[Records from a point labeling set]
______________________________

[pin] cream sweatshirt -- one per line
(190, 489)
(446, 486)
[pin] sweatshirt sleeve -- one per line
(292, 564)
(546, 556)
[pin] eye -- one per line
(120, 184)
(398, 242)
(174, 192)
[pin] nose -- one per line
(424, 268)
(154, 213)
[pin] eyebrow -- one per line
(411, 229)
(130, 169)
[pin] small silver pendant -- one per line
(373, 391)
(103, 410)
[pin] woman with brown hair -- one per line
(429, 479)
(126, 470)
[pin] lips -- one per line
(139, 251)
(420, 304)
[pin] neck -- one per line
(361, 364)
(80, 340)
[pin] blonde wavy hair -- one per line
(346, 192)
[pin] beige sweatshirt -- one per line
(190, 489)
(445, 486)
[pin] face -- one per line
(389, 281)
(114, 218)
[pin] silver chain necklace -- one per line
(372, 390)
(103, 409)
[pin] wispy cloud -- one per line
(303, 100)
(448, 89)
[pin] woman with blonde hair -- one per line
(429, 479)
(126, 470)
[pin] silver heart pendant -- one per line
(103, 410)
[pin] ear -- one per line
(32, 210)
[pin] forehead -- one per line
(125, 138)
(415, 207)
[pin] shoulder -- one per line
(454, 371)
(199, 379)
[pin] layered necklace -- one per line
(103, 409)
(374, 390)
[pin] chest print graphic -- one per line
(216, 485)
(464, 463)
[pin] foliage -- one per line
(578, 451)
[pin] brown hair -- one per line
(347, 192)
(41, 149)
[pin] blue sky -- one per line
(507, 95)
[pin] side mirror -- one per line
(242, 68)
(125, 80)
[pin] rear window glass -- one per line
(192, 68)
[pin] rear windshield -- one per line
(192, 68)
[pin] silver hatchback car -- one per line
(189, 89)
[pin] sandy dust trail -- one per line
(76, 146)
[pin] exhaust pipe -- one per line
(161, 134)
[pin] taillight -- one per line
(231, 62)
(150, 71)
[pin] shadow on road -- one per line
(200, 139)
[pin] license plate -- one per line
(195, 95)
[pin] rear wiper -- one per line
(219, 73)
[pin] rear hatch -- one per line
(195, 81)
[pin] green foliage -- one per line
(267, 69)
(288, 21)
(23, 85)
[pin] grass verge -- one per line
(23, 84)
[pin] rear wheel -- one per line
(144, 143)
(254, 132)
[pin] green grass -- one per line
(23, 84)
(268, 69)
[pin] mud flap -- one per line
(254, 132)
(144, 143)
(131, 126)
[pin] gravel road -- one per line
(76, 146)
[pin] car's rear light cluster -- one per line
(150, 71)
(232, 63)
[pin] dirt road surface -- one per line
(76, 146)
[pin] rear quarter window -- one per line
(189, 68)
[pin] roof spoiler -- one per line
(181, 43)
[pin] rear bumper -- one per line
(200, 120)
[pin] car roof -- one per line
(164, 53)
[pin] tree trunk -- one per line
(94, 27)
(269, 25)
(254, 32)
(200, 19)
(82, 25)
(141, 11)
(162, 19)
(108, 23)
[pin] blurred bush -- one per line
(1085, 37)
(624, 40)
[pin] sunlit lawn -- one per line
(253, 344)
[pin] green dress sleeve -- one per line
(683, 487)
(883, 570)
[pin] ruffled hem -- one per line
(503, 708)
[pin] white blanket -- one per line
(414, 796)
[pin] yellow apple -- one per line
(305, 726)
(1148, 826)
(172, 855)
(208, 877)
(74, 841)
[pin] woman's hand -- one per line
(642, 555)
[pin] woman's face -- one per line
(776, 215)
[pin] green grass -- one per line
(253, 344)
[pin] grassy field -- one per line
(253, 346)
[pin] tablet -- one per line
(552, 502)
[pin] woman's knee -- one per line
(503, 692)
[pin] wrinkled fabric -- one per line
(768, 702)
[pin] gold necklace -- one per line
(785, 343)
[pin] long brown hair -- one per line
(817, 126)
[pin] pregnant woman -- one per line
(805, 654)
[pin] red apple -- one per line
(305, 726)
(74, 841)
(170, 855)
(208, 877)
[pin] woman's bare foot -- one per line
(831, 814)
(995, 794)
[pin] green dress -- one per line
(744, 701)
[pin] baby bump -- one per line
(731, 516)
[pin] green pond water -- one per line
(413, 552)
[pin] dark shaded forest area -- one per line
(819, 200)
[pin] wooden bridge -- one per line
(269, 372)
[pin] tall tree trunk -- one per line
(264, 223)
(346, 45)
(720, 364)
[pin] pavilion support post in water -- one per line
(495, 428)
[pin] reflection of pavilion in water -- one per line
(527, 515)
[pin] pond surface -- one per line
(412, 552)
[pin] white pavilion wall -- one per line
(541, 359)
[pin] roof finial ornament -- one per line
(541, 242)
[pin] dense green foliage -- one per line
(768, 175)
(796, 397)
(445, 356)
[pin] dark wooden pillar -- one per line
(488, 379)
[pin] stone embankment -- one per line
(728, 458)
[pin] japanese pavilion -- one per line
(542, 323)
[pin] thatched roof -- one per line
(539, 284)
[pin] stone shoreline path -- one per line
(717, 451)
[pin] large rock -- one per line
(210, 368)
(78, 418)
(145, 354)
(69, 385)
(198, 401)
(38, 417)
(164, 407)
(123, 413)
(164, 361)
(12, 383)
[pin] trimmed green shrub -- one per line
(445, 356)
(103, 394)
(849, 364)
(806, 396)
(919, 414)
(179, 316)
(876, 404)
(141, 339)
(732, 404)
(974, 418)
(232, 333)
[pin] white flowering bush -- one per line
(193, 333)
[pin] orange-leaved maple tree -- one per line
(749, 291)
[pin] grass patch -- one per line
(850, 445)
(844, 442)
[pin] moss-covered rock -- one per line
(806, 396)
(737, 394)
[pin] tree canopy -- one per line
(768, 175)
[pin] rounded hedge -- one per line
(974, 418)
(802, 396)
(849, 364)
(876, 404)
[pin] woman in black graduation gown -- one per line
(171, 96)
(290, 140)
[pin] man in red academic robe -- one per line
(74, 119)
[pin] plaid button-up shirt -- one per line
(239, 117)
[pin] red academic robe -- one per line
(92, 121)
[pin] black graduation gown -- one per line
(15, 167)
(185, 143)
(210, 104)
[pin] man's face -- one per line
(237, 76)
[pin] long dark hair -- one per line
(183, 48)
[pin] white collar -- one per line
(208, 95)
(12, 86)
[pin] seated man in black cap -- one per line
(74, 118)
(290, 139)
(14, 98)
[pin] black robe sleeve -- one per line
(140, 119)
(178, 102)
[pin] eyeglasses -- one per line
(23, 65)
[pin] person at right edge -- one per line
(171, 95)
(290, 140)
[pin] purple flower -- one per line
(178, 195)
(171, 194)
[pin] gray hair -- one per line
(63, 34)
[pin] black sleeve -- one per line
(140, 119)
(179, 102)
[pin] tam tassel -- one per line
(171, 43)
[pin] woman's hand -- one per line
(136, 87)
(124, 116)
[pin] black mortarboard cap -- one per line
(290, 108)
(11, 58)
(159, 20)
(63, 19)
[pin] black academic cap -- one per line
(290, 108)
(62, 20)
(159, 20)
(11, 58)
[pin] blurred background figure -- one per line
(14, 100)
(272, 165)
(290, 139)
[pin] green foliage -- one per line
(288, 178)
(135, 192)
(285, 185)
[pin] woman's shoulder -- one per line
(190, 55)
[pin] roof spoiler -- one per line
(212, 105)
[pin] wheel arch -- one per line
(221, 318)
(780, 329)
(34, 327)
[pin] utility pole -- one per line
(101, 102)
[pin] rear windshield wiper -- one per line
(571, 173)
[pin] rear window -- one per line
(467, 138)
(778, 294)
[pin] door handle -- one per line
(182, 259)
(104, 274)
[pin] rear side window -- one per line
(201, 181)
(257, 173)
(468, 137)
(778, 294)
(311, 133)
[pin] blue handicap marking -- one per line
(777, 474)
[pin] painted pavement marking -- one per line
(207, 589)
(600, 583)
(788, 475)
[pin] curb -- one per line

______________________________

=== Instructions to follow ===
Write out the records above again, keeping each one identical to the original.

=== Task answer ===
[pin] cream sweatshirt -- one per line
(190, 489)
(446, 486)
[pin] sweatshirt sleeve -- one per line
(292, 564)
(546, 556)
[pin] eye -- one per line
(120, 184)
(398, 242)
(174, 192)
[pin] nose -- one per line
(424, 268)
(154, 213)
[pin] eyebrow -- one per line
(411, 229)
(130, 169)
[pin] small silver pendant -- one per line
(373, 391)
(103, 410)
[pin] woman with brown hair -- one per line
(429, 479)
(126, 470)
[pin] lips -- one per line
(139, 251)
(420, 304)
[pin] neck -- one per line
(361, 364)
(80, 340)
[pin] blonde wavy hair -- one per line
(346, 192)
[pin] beige sweatshirt -- one per line
(190, 489)
(445, 486)
[pin] face -- one per line
(389, 281)
(114, 218)
[pin] silver chain necklace -- one per line
(372, 390)
(103, 409)
[pin] wispy cloud -- one per line
(303, 100)
(448, 89)
[pin] woman with blonde hair -- one per line
(429, 479)
(126, 470)
[pin] silver heart pendant -- one per line
(103, 410)
[pin] ear -- one per line
(32, 210)
[pin] forehead -- one per line
(125, 138)
(415, 207)
[pin] shoulder -- one per line
(454, 371)
(199, 379)
[pin] layered necklace -- one per line
(103, 409)
(374, 390)
[pin] chest print graphic -- one per line
(216, 485)
(464, 463)
[pin] foliage -- one per line
(578, 451)
[pin] brown hair -- one per line
(347, 192)
(41, 149)
[pin] blue sky -- one per line
(507, 95)
[pin] side mirror -- one per line
(242, 68)
(125, 80)
[pin] rear window glass -- one per line
(192, 68)
[pin] rear windshield -- one per line
(192, 68)
[pin] silver hatchback car -- one per line
(189, 89)
[pin] sandy dust trail -- one per line
(76, 146)
[pin] exhaust pipe -- one per line
(161, 134)
[pin] taillight -- one per line
(231, 62)
(150, 71)
[pin] shadow on road -- one per line
(200, 139)
[pin] license plate -- one per line
(195, 95)
[pin] rear wiper -- one per line
(219, 73)
[pin] rear hatch -- one per line
(195, 81)
[pin] green foliage -- one per line
(267, 69)
(288, 21)
(23, 85)
[pin] grass verge -- one per line
(23, 84)
[pin] rear wheel -- one per line
(144, 143)
(254, 132)
[pin] green grass -- one per line
(23, 84)
(268, 69)
[pin] mud flap -- one per line
(254, 132)
(144, 143)
(131, 126)
[pin] gravel road -- one per line
(76, 146)
[pin] car's rear light cluster -- one per line
(150, 71)
(232, 63)
[pin] dirt road surface -- one per line
(76, 146)
[pin] rear quarter window -- one per line
(189, 68)
[pin] roof spoiler -- one per line
(181, 43)
[pin] rear bumper -- one per line
(200, 120)
[pin] car roof -- one per line
(164, 53)
[pin] tree trunk -- one per line
(94, 27)
(269, 25)
(254, 32)
(200, 19)
(82, 25)
(141, 11)
(162, 19)
(108, 23)
[pin] blurred bush -- one per line
(1085, 37)
(624, 40)
[pin] sunlit lawn -- one per line
(253, 344)
[pin] green dress sleeve -- one per line
(683, 487)
(883, 570)
[pin] ruffled hem -- one per line
(503, 708)
[pin] white blanket -- one per line
(414, 796)
[pin] yellow apple -- one per line
(305, 726)
(1148, 826)
(172, 855)
(208, 877)
(74, 841)
[pin] woman's hand -- one per line
(642, 555)
[pin] woman's face -- one per line
(776, 215)
[pin] green grass -- one per line
(253, 344)
[pin] grassy field -- one per line
(253, 346)
[pin] tablet -- one per line
(552, 502)
[pin] woman's knee -- one per line
(503, 692)
[pin] wrinkled fabric -- one per line
(768, 702)
[pin] gold necklace -- one per line
(785, 343)
[pin] long brown hair -- one per line
(817, 126)
[pin] pregnant woman -- one per line
(805, 654)
[pin] red apple -- one per line
(305, 726)
(74, 841)
(170, 855)
(208, 877)
[pin] woman's bare foot -- one per line
(831, 814)
(995, 794)
[pin] green dress -- one per line
(744, 701)
[pin] baby bump -- one per line
(731, 516)
[pin] green pond water -- one per line
(413, 552)
[pin] dark shaded forest area -- one per line
(819, 200)
[pin] wooden bridge -- one per line
(269, 372)
[pin] tall tree trunk -- one per line
(264, 223)
(346, 45)
(720, 364)
[pin] pavilion support post in water -- one per line
(495, 428)
[pin] reflection of pavilion in water -- one per line
(527, 515)
[pin] pond surface -- one per line
(412, 552)
[pin] white pavilion wall -- one per line
(541, 359)
[pin] roof finial ornament -- one per line
(541, 242)
[pin] dense green foliage -- one per line
(768, 175)
(796, 397)
(445, 356)
[pin] dark wooden pillar -- one per line
(488, 379)
[pin] stone embankment -- one per line
(728, 458)
[pin] japanese pavilion -- one per line
(542, 323)
[pin] thatched roof -- one per line
(539, 284)
[pin] stone shoreline path -- one per line
(717, 451)
[pin] large rock -- one per line
(210, 368)
(78, 418)
(145, 354)
(69, 385)
(198, 401)
(38, 417)
(164, 407)
(123, 413)
(164, 361)
(12, 383)
[pin] trimmed green shrub -- one per line
(445, 356)
(103, 394)
(849, 364)
(806, 396)
(919, 414)
(179, 316)
(876, 404)
(141, 339)
(732, 404)
(974, 418)
(232, 333)
[pin] white flowering bush -- one per line
(193, 333)
[pin] orange-leaved maple tree -- one per line
(749, 291)
[pin] grass patch -- one per line
(850, 445)
(844, 442)
[pin] moss-covered rock -- one per line
(806, 396)
(737, 394)
[pin] tree canopy -- one per line
(768, 175)
[pin] rounded hedge -- one per line
(974, 418)
(802, 396)
(849, 364)
(876, 404)
[pin] woman in black graduation gown -- one per line
(171, 96)
(290, 140)
[pin] man in red academic robe -- one per line
(74, 119)
[pin] plaid button-up shirt -- one per line
(239, 117)
[pin] red academic robe -- one per line
(92, 121)
[pin] black graduation gown -- one per line
(15, 167)
(185, 143)
(210, 104)
[pin] man's face -- one per line
(237, 76)
[pin] long dark hair -- one per line
(183, 48)
[pin] white collar -- one per line
(208, 95)
(12, 86)
[pin] seated man in black cap -- one per line
(74, 118)
(290, 139)
(14, 98)
[pin] black robe sleeve -- one per line
(140, 119)
(178, 102)
[pin] eyeglasses -- one per line
(23, 65)
[pin] person at right edge -- one per line
(171, 95)
(290, 140)
[pin] purple flower -- one per line
(178, 195)
(171, 194)
[pin] gray hair -- one per line
(63, 34)
[pin] black sleeve -- one per line
(140, 119)
(179, 102)
[pin] tam tassel -- one per line
(171, 43)
[pin] woman's hand -- one per line
(136, 87)
(124, 116)
[pin] black mortarboard cap -- one per line
(290, 108)
(11, 58)
(159, 20)
(63, 19)
[pin] black academic cap -- one per line
(290, 108)
(62, 20)
(159, 20)
(11, 58)
[pin] blurred background figure -- one per line
(14, 100)
(272, 165)
(290, 139)
[pin] green foliage -- one per line
(288, 178)
(135, 192)
(285, 185)
[pin] woman's shoulder -- one per line
(190, 55)
[pin] roof spoiler -- one per line
(212, 105)
[pin] wheel arch -- one per line
(221, 318)
(780, 329)
(34, 327)
[pin] utility pole -- one per line
(101, 102)
[pin] rear windshield wiper -- one per line
(571, 173)
[pin] rear window -- one per line
(467, 138)
(778, 294)
[pin] door handle -- one per line
(182, 259)
(104, 274)
[pin] rear side window -- one per line
(201, 181)
(257, 173)
(468, 137)
(778, 294)
(311, 133)
[pin] blue handicap marking -- one per line
(777, 474)
[pin] painted pavement marking -- one per line
(207, 589)
(600, 583)
(788, 475)
[pin] curb -- one per line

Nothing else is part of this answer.